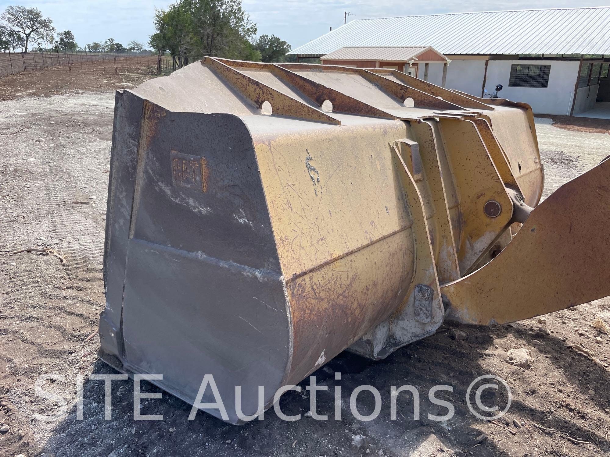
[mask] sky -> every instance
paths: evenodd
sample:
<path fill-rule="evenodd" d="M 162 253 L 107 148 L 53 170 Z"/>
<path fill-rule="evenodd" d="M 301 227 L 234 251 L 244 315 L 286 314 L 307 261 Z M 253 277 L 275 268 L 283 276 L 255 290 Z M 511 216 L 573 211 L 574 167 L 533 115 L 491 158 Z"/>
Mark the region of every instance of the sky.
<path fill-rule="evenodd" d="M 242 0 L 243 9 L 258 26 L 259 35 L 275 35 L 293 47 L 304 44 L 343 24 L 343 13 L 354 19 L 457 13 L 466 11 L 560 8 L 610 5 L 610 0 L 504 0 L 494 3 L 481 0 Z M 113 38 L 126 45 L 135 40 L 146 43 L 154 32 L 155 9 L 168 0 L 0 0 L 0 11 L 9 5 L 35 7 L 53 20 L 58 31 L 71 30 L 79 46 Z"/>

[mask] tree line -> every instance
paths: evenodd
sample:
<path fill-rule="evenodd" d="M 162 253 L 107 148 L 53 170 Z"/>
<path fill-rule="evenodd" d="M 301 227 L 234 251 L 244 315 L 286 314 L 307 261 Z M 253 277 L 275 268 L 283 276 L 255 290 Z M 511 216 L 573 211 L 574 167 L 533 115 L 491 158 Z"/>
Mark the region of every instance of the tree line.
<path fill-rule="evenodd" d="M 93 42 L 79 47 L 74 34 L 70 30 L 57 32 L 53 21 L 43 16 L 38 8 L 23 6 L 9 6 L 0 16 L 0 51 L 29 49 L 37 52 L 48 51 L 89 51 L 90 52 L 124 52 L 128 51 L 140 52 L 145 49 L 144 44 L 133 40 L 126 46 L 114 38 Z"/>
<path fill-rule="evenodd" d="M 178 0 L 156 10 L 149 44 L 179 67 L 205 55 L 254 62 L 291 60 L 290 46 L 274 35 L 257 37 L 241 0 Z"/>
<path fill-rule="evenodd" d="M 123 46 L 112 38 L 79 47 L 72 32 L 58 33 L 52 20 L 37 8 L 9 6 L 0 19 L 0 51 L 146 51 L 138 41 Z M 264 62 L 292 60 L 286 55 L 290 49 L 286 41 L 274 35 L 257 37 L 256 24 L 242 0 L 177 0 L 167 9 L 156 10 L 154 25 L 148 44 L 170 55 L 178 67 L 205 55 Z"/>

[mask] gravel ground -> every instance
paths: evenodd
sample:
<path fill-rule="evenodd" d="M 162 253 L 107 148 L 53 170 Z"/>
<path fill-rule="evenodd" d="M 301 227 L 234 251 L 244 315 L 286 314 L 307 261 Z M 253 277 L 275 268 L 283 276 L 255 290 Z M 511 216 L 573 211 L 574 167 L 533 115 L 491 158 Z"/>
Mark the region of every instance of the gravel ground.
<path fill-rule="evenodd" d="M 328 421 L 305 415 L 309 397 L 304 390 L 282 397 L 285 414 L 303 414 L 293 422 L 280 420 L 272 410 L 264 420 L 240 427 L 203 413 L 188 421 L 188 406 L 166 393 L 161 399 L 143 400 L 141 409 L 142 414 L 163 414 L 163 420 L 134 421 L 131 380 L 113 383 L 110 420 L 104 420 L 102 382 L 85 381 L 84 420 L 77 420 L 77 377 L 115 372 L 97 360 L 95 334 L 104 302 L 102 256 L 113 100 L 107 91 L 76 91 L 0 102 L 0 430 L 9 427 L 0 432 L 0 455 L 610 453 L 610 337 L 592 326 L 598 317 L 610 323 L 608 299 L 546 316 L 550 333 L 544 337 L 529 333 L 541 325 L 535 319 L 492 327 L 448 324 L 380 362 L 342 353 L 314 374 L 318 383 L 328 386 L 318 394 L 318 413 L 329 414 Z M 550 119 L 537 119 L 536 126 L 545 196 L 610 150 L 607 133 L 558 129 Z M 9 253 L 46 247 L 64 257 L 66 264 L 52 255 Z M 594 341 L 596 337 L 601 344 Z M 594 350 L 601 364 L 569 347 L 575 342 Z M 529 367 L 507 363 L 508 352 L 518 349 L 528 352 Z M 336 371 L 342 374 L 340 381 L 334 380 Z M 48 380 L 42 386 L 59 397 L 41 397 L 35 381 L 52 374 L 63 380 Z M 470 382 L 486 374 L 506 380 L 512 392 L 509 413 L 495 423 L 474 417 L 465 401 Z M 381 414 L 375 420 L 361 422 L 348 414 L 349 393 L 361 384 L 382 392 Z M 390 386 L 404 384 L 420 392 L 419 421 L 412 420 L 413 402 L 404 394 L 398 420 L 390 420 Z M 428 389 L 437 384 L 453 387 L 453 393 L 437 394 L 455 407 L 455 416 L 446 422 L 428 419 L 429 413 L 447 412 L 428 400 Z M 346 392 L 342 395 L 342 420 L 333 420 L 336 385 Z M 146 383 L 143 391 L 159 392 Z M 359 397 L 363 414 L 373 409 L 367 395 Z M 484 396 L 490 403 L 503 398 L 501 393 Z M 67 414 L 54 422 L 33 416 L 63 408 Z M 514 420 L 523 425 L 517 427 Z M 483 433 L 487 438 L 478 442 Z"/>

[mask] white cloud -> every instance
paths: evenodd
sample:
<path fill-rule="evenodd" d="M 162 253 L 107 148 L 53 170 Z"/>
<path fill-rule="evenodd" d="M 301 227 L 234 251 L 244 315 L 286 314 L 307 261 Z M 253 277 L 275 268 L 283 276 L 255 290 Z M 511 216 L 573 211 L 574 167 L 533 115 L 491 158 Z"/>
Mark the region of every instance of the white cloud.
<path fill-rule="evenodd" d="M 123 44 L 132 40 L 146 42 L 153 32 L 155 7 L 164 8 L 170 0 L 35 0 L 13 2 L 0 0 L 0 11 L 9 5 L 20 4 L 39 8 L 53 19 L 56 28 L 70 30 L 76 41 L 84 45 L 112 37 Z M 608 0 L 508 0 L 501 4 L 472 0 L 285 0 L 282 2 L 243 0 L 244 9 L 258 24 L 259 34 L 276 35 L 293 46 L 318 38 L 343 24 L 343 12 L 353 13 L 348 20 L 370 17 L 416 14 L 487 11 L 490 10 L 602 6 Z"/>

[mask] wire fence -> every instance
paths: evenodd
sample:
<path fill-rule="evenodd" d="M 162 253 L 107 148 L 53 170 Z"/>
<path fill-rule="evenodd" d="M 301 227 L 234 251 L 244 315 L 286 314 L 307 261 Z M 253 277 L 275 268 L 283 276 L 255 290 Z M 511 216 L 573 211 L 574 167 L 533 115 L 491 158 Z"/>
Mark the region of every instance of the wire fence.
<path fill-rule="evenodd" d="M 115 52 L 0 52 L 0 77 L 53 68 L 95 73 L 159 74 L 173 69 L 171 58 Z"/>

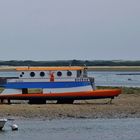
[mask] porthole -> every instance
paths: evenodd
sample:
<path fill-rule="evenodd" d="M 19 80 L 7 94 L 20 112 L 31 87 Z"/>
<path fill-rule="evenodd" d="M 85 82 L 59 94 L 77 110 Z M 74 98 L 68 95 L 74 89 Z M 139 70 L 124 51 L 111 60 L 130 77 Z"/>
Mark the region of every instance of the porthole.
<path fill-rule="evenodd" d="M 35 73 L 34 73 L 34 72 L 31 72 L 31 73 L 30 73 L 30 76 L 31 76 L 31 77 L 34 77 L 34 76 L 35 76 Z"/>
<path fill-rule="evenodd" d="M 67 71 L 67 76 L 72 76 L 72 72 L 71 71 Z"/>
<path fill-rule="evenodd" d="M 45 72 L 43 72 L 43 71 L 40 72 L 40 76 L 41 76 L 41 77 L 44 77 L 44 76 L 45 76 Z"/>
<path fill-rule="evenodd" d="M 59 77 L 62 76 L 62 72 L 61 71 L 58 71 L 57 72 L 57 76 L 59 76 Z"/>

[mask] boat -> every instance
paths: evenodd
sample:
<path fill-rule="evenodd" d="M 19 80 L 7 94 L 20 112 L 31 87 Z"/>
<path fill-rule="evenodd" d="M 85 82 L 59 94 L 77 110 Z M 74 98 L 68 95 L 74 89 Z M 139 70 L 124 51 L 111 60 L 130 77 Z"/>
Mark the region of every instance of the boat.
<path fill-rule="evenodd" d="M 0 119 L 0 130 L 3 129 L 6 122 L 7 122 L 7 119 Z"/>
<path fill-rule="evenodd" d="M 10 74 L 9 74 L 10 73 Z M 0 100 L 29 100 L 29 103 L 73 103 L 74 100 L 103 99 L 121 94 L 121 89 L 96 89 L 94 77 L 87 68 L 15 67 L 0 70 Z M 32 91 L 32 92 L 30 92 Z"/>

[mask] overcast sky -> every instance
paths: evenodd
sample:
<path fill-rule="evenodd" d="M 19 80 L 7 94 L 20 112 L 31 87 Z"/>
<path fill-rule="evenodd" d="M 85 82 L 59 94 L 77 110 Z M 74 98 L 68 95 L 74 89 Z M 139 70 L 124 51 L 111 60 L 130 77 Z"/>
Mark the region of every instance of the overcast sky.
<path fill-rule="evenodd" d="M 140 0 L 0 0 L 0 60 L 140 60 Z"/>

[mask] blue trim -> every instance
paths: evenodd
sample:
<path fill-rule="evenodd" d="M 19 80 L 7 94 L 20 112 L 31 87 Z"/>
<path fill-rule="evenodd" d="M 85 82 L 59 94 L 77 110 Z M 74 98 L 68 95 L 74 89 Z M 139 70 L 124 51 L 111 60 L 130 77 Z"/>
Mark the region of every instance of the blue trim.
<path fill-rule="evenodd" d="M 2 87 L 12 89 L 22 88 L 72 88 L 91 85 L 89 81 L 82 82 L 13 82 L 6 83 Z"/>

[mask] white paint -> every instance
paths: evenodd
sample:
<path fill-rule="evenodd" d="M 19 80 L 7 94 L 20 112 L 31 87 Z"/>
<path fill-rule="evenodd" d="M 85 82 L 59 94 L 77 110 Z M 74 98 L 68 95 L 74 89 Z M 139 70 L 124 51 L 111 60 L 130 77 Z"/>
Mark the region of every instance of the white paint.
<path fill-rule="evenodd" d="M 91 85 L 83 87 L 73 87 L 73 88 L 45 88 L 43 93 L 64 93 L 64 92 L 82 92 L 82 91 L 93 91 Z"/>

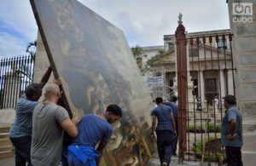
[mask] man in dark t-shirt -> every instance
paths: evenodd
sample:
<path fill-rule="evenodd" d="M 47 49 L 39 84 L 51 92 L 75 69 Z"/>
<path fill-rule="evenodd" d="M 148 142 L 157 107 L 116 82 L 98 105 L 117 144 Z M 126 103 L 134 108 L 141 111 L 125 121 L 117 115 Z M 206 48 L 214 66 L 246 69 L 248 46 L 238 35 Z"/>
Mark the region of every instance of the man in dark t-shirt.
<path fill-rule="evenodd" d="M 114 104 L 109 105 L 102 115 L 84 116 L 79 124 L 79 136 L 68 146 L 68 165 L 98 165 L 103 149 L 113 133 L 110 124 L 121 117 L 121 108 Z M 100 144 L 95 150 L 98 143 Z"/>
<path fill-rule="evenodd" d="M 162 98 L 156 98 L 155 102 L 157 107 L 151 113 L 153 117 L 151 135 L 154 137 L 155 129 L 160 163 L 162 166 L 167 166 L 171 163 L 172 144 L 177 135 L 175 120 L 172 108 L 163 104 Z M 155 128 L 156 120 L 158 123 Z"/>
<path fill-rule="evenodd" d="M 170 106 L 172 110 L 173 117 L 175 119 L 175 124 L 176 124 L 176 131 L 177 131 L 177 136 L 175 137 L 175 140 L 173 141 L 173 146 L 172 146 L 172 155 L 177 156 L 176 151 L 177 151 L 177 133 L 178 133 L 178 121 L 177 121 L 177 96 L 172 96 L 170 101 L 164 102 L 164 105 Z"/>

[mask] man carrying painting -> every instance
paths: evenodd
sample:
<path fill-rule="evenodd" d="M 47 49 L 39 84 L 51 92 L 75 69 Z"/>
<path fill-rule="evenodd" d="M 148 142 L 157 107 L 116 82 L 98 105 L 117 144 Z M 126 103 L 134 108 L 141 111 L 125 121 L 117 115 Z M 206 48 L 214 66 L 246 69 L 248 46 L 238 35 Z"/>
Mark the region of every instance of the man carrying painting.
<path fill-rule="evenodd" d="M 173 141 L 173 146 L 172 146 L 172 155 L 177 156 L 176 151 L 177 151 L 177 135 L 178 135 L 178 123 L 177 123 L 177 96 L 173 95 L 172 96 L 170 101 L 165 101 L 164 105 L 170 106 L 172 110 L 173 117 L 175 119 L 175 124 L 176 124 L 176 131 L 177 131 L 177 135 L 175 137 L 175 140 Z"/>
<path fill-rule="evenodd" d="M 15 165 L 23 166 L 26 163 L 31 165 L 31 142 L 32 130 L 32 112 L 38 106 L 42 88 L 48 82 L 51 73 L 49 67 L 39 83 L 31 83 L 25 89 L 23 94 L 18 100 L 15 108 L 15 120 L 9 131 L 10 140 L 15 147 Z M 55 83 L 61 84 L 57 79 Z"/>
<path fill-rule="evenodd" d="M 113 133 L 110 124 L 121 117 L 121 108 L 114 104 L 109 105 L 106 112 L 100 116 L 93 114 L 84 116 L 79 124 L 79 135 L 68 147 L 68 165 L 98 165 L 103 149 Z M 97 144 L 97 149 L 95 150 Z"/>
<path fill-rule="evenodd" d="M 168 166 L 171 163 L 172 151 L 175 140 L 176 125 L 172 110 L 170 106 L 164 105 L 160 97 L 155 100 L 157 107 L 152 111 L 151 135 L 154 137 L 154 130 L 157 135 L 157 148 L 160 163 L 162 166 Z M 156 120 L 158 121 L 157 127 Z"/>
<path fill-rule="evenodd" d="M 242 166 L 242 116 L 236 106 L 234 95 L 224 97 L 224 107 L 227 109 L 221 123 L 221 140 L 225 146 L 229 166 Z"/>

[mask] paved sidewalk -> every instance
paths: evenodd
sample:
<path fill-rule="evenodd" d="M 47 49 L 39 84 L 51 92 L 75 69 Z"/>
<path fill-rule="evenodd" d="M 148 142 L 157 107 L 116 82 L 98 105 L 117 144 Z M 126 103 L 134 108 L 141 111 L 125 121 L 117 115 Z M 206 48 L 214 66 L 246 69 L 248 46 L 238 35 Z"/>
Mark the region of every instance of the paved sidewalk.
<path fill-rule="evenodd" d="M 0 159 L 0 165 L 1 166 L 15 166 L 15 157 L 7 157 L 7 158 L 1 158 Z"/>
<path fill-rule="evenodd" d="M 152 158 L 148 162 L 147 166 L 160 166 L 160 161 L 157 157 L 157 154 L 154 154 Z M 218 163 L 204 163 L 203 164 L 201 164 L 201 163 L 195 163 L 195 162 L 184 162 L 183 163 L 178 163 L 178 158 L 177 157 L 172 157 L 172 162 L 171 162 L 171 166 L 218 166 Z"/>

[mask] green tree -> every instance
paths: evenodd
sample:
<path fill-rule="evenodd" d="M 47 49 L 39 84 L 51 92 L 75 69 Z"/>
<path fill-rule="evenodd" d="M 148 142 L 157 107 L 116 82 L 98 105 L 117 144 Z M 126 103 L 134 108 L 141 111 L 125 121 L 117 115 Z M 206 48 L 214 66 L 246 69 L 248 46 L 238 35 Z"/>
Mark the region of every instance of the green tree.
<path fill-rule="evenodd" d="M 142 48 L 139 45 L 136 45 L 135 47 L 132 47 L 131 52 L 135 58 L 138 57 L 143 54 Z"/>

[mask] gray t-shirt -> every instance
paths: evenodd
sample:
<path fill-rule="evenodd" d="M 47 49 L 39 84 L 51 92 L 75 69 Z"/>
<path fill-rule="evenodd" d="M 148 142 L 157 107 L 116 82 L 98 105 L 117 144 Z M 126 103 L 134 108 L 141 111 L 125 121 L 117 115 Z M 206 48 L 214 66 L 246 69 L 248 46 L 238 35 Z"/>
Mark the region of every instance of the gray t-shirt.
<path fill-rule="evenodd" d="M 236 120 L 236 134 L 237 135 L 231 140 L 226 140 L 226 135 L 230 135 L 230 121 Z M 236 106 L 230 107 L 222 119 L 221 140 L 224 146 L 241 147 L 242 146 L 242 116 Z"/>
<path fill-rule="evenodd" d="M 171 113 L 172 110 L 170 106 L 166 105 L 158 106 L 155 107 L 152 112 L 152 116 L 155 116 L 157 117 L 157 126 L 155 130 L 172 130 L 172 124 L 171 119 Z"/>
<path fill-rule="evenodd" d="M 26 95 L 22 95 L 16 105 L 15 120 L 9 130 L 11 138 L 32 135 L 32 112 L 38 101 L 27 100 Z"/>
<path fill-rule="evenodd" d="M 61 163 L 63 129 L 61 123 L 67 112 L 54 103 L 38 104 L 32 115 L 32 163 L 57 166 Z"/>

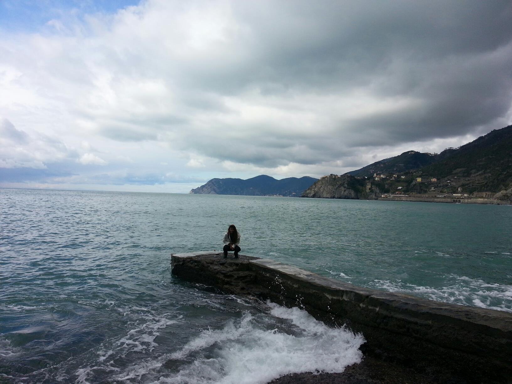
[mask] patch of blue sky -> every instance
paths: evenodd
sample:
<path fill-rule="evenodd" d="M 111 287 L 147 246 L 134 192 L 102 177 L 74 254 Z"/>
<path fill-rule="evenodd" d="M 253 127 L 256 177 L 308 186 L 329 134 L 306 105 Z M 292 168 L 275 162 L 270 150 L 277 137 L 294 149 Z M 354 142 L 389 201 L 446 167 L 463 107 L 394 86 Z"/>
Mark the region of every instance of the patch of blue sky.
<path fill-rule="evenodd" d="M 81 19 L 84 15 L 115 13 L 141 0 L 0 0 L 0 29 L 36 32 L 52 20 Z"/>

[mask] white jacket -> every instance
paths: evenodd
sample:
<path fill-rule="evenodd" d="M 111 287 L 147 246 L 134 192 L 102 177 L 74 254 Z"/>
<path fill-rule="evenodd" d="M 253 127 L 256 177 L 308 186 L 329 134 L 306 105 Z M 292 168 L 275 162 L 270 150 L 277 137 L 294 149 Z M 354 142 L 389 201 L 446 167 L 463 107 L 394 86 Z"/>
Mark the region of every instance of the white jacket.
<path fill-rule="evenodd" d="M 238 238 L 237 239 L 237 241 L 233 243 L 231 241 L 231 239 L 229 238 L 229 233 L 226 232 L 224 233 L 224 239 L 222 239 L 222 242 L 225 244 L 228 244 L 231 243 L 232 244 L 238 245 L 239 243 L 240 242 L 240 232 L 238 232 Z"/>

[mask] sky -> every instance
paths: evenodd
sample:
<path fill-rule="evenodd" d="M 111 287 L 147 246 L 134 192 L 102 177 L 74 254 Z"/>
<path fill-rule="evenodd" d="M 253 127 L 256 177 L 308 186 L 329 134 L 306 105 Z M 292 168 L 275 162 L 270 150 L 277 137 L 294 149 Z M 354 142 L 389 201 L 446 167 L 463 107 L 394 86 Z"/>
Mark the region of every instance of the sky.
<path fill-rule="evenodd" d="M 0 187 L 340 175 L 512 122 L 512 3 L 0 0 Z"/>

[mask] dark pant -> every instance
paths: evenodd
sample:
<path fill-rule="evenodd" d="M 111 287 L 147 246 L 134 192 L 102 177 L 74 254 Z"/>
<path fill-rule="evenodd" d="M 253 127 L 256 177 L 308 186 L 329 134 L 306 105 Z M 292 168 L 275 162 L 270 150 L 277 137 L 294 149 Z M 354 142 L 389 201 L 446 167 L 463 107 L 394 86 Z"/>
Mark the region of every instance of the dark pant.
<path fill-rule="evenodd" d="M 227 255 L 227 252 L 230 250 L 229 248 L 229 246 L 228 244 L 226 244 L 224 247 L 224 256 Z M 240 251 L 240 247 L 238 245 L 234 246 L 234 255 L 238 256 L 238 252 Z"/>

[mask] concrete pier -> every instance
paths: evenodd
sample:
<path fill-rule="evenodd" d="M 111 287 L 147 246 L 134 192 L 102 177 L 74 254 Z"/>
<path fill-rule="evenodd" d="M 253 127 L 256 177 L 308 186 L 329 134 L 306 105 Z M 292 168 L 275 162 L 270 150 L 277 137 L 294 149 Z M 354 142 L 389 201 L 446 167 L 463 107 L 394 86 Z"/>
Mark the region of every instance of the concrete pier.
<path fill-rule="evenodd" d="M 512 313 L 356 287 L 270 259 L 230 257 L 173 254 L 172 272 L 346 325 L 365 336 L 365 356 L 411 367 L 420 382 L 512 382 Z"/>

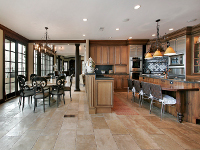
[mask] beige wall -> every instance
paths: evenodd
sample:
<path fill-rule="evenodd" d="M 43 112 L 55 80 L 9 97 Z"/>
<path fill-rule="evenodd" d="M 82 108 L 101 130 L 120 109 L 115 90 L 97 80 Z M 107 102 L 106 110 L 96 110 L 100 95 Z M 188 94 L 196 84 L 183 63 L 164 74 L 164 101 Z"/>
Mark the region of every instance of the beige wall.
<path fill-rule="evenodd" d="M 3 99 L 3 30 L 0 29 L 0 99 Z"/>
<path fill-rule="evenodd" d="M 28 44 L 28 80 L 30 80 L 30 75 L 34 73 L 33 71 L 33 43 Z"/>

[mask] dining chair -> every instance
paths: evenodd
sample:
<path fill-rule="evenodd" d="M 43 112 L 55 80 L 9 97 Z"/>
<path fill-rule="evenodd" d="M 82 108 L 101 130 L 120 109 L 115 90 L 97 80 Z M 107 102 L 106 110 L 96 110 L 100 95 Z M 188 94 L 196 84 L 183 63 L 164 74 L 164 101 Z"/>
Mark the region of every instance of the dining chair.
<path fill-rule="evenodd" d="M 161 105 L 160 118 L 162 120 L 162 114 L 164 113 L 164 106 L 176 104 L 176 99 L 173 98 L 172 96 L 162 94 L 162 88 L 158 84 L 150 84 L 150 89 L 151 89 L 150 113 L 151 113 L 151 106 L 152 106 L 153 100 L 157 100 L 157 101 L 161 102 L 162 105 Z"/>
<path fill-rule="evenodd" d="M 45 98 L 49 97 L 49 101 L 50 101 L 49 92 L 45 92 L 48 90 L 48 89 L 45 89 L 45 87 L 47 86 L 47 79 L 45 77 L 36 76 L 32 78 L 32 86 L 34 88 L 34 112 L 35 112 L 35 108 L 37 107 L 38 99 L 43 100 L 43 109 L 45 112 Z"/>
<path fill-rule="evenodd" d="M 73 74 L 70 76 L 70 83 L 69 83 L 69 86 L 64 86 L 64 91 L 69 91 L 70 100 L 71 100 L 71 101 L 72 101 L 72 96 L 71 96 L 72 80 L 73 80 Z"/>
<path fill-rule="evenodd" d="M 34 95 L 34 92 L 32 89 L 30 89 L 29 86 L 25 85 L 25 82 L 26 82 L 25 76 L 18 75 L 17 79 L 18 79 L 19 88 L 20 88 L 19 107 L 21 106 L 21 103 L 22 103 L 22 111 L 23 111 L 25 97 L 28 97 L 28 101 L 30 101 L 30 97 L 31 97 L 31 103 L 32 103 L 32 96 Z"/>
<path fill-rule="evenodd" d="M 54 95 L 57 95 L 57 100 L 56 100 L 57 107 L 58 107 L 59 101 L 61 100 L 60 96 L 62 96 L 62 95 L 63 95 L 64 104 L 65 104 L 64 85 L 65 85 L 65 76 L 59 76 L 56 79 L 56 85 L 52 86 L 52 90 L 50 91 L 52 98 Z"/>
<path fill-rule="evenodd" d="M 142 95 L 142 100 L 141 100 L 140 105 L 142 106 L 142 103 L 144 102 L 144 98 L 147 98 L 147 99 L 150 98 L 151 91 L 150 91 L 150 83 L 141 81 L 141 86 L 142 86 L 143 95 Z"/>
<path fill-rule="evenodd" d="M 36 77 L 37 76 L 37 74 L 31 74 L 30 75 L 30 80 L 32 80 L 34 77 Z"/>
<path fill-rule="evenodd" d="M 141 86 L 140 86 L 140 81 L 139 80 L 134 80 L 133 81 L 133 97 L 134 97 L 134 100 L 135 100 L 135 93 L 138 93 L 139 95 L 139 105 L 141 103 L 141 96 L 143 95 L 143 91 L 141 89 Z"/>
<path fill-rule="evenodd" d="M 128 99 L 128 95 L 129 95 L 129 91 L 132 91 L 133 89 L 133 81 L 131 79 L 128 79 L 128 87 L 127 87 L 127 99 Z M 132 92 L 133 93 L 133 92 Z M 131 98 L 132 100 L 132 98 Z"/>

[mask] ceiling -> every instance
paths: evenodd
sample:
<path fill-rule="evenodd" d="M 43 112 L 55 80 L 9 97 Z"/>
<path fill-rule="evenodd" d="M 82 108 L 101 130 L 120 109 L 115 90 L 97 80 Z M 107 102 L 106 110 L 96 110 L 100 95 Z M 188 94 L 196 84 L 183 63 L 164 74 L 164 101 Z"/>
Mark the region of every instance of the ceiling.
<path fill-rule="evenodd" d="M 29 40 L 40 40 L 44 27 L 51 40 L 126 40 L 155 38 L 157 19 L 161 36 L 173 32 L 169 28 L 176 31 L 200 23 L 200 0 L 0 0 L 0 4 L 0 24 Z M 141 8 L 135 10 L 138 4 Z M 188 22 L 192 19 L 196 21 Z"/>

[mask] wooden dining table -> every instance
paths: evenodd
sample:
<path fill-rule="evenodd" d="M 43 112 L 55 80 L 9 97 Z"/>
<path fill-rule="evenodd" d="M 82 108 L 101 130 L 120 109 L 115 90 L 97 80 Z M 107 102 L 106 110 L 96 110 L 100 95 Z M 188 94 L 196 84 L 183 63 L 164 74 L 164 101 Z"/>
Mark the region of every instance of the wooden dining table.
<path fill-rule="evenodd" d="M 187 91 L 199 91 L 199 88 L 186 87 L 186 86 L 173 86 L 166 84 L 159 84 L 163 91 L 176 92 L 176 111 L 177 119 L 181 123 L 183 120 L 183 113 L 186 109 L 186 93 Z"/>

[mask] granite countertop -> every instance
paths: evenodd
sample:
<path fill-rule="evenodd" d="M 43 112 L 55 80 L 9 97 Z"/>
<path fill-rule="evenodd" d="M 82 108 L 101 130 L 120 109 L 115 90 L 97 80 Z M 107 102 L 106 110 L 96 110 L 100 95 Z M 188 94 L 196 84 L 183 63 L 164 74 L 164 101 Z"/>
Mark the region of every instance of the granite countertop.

Task statement:
Please put the listing into a JSON list of strings, one string per line, starting at its first line and ending at the line that contains "242 0 L 243", and skip blank lines. Leave the pictures out of the answer.

Reply:
[
  "[mask] sky -> every instance",
  "paths: evenodd",
  "sample:",
  "<path fill-rule=\"evenodd\" d=\"M 162 253 L 107 148 L 53 170 Z\"/>",
  "<path fill-rule=\"evenodd\" d=\"M 301 227 L 234 251 L 244 315 L 286 314 L 307 261 Z M 253 277 L 275 268 L 283 276 L 255 290 Z M 511 216 L 573 211 L 574 167 L 533 115 L 491 158 Z\"/>",
  "Mark the region of every instance of the sky.",
  "<path fill-rule=\"evenodd\" d=\"M 242 0 L 243 9 L 258 26 L 259 35 L 275 35 L 293 47 L 304 44 L 343 24 L 343 13 L 354 19 L 457 13 L 466 11 L 560 8 L 610 5 L 610 0 L 504 0 L 494 3 L 481 0 Z M 113 38 L 126 45 L 135 40 L 146 43 L 154 32 L 155 9 L 168 0 L 0 0 L 0 11 L 9 5 L 35 7 L 53 20 L 58 31 L 71 30 L 79 46 Z\"/>"
]